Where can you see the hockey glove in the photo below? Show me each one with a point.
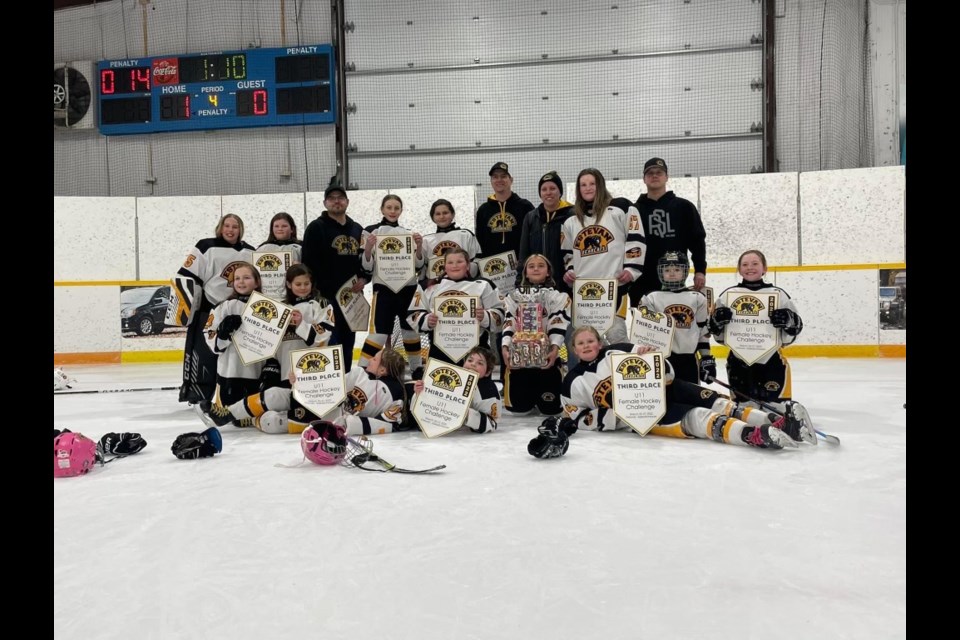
(270, 375)
(551, 443)
(227, 326)
(708, 368)
(190, 446)
(780, 318)
(120, 444)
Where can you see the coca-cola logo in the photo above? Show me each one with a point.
(166, 71)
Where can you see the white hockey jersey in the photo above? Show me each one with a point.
(556, 308)
(603, 249)
(382, 229)
(373, 405)
(587, 394)
(689, 311)
(453, 237)
(313, 331)
(423, 302)
(206, 273)
(788, 335)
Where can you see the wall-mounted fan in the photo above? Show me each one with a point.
(73, 95)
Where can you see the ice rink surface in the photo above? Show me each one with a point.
(623, 538)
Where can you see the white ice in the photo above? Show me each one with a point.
(623, 538)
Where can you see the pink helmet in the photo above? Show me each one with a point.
(324, 442)
(73, 454)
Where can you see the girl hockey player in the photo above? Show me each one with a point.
(768, 379)
(203, 282)
(311, 325)
(283, 236)
(456, 282)
(692, 411)
(235, 380)
(388, 306)
(524, 388)
(448, 236)
(485, 406)
(604, 239)
(688, 308)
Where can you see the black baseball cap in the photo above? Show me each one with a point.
(500, 166)
(655, 163)
(335, 188)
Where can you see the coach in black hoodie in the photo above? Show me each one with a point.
(670, 224)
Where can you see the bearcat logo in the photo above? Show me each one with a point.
(682, 315)
(591, 291)
(503, 222)
(633, 369)
(495, 267)
(390, 245)
(356, 400)
(313, 362)
(603, 394)
(593, 240)
(649, 314)
(446, 378)
(441, 247)
(268, 262)
(346, 245)
(747, 306)
(227, 273)
(265, 310)
(452, 307)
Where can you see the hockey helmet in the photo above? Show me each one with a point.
(676, 259)
(324, 442)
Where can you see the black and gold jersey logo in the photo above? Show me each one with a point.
(227, 273)
(682, 315)
(392, 245)
(346, 245)
(313, 362)
(635, 368)
(268, 262)
(503, 222)
(592, 291)
(649, 314)
(265, 310)
(747, 306)
(356, 400)
(603, 394)
(494, 267)
(592, 240)
(443, 246)
(446, 378)
(452, 307)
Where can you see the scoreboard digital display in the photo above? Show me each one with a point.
(252, 88)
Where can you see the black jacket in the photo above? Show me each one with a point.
(541, 234)
(332, 252)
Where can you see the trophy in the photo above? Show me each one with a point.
(530, 346)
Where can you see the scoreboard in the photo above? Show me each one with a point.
(248, 88)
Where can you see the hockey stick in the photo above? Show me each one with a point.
(361, 452)
(76, 393)
(829, 439)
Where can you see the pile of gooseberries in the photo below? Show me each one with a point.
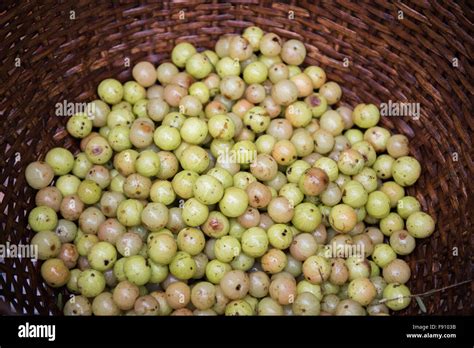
(228, 182)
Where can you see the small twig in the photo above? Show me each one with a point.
(427, 292)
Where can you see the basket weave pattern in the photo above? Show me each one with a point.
(405, 52)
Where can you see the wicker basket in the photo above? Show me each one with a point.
(377, 50)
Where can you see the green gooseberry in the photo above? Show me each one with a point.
(148, 163)
(295, 170)
(79, 125)
(242, 262)
(194, 212)
(378, 204)
(257, 119)
(215, 270)
(68, 184)
(367, 178)
(255, 72)
(181, 53)
(238, 307)
(383, 254)
(329, 166)
(343, 218)
(47, 243)
(98, 150)
(420, 225)
(398, 296)
(208, 190)
(91, 283)
(162, 249)
(162, 192)
(318, 104)
(136, 270)
(42, 218)
(167, 138)
(407, 206)
(393, 191)
(158, 272)
(191, 240)
(198, 66)
(118, 270)
(354, 194)
(406, 170)
(234, 202)
(140, 108)
(183, 266)
(391, 223)
(350, 162)
(280, 236)
(61, 160)
(119, 138)
(224, 177)
(354, 136)
(200, 91)
(254, 242)
(195, 158)
(226, 248)
(221, 127)
(129, 212)
(120, 117)
(81, 166)
(367, 151)
(291, 192)
(228, 67)
(306, 218)
(133, 92)
(265, 143)
(183, 183)
(102, 256)
(89, 192)
(383, 166)
(366, 115)
(110, 91)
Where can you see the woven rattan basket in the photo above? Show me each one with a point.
(377, 50)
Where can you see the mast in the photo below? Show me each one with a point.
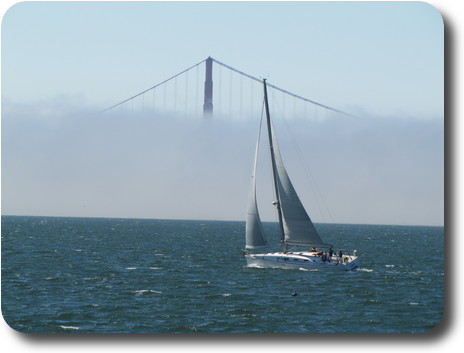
(274, 168)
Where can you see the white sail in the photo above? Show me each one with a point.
(298, 227)
(254, 228)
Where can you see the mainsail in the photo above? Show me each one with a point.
(298, 227)
(254, 228)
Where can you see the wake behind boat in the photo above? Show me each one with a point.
(296, 228)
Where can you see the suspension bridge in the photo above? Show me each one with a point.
(234, 93)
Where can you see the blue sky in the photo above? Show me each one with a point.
(382, 61)
(382, 57)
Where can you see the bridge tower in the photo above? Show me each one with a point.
(208, 102)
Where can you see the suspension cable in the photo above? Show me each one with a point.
(153, 87)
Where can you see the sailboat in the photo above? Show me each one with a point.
(296, 228)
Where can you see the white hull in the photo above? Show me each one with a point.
(305, 260)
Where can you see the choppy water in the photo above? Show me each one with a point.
(132, 275)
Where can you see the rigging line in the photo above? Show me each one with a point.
(309, 176)
(157, 85)
(282, 90)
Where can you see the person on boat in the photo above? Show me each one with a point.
(324, 257)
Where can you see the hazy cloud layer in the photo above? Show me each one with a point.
(61, 161)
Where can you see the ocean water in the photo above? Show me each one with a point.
(135, 275)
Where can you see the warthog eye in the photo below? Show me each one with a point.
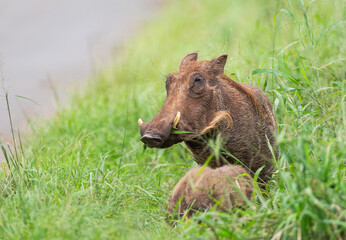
(198, 79)
(198, 85)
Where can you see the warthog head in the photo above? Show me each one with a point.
(202, 103)
(190, 105)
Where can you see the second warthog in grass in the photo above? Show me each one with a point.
(201, 189)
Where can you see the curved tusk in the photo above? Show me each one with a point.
(176, 120)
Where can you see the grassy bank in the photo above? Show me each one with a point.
(86, 175)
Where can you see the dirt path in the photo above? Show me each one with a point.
(46, 45)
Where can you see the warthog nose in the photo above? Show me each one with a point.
(152, 140)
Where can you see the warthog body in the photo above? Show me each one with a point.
(204, 102)
(226, 187)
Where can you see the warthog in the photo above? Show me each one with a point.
(201, 189)
(204, 103)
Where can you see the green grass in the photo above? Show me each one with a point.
(85, 174)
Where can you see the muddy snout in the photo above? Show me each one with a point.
(157, 133)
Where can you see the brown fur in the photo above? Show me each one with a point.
(204, 105)
(202, 189)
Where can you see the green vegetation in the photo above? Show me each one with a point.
(86, 175)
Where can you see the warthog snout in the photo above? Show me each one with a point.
(158, 132)
(152, 140)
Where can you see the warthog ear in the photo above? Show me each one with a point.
(188, 58)
(217, 65)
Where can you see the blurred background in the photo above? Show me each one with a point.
(48, 47)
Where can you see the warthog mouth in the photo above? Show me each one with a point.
(155, 139)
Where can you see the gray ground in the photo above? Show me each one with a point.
(56, 44)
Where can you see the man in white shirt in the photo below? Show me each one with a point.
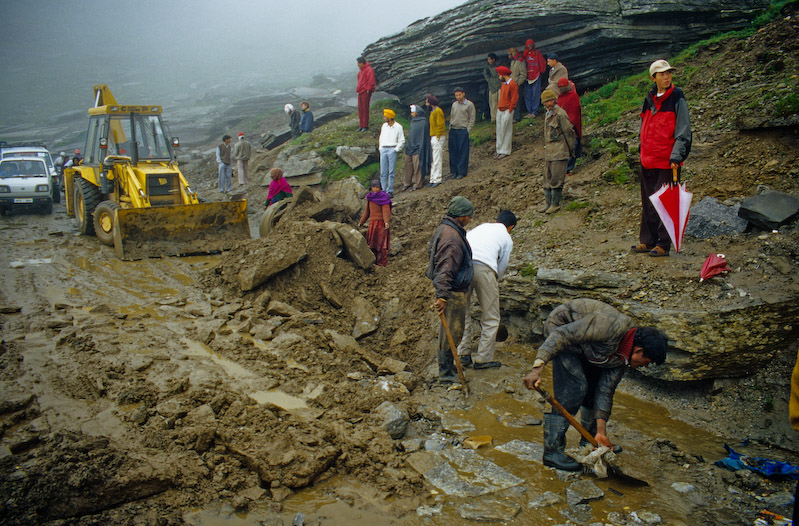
(391, 141)
(491, 247)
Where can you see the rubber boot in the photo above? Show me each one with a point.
(588, 422)
(555, 427)
(547, 200)
(554, 204)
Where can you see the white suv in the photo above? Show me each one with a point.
(25, 184)
(35, 149)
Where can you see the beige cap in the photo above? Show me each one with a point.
(659, 66)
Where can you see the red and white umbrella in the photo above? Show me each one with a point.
(673, 203)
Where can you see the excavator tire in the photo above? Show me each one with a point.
(104, 216)
(87, 196)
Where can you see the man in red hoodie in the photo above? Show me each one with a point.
(570, 102)
(665, 144)
(365, 87)
(536, 65)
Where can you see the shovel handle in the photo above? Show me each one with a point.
(455, 358)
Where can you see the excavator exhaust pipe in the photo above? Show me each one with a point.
(179, 230)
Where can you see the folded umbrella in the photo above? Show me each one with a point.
(714, 265)
(673, 203)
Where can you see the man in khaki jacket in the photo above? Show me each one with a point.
(559, 136)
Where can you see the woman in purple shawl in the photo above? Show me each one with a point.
(279, 188)
(378, 212)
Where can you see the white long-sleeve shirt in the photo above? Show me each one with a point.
(392, 135)
(491, 245)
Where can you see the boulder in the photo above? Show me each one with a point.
(709, 218)
(357, 156)
(259, 270)
(355, 246)
(597, 41)
(769, 210)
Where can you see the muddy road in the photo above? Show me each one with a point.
(149, 393)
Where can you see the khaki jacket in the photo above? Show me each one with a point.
(559, 135)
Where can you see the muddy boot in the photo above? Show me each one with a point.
(554, 204)
(547, 200)
(555, 427)
(588, 422)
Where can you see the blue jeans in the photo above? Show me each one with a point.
(225, 176)
(532, 96)
(388, 168)
(578, 152)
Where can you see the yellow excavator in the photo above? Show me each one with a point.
(130, 193)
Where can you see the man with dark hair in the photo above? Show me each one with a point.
(590, 345)
(365, 87)
(223, 153)
(461, 122)
(492, 79)
(491, 247)
(665, 144)
(450, 268)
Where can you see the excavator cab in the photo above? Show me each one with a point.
(130, 192)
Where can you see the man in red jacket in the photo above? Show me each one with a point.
(365, 87)
(570, 102)
(665, 144)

--------------------------------

▸ **EXERCISE DIRECTIONS**: Starting at the line with "Where can you see the beige", copy every line up to and including the last one in the entries above.

▸ **THE COMPLETED TASK**:
Where can you see the beige cap in the photo above? Show me each one with a point.
(659, 66)
Where can you see the red and white umbrella in the photo above? Show me each one with a point.
(673, 203)
Where can you see the excavator tire in the photo above? Show me each one with a point.
(104, 216)
(87, 196)
Where can you see the man in red hoodie in the photo above? Show me each one with a point.
(570, 102)
(665, 144)
(365, 87)
(536, 65)
Where can you see the shovel handle in the photo above? Show me each one with a point.
(455, 358)
Where can you see the excavator exhaust pipe in the photo above? Show me each one with a point.
(179, 230)
Where can you see the folded umbrella in the photo above? Show me each one with a point.
(714, 265)
(673, 203)
Where can you see the man in khaki jacket in the photo above? Show me each one with a point.
(559, 136)
Where can you see the woman in purple shawl in the photo above? Show me each one with a point.
(279, 188)
(378, 212)
Where can you see the white long-sleeve shirt in the photo above? Show me each one with a point.
(392, 135)
(491, 245)
Where can you see the boulder in the photo above? Show me each one with a point.
(709, 218)
(357, 156)
(259, 270)
(355, 246)
(597, 41)
(769, 210)
Where can you see the muddy road in the photo above? Show me each one with a point.
(149, 393)
Where can you see the khaki jacket in the photo above? Show me each one with a point.
(559, 135)
Where can you see the muddy boot in the photo above? Show me each one with a point.
(554, 204)
(547, 200)
(555, 427)
(588, 422)
Where can you see the blue jeans in the photo above? Show me each one with a point.
(225, 176)
(532, 96)
(388, 168)
(578, 152)
Where can you see the yellow excavator in the photo above? Show me each one with a point.
(130, 193)
Where can you see the man with dark hair in the photo above? Show me each one with a point.
(590, 345)
(365, 87)
(223, 153)
(461, 122)
(492, 79)
(491, 247)
(665, 144)
(450, 268)
Where can you see the excavator cab in the photo above? Show me each one with a point.
(130, 192)
Where can you see the man in red jacket in the photo above? Show me each one with a point.
(365, 87)
(570, 102)
(665, 144)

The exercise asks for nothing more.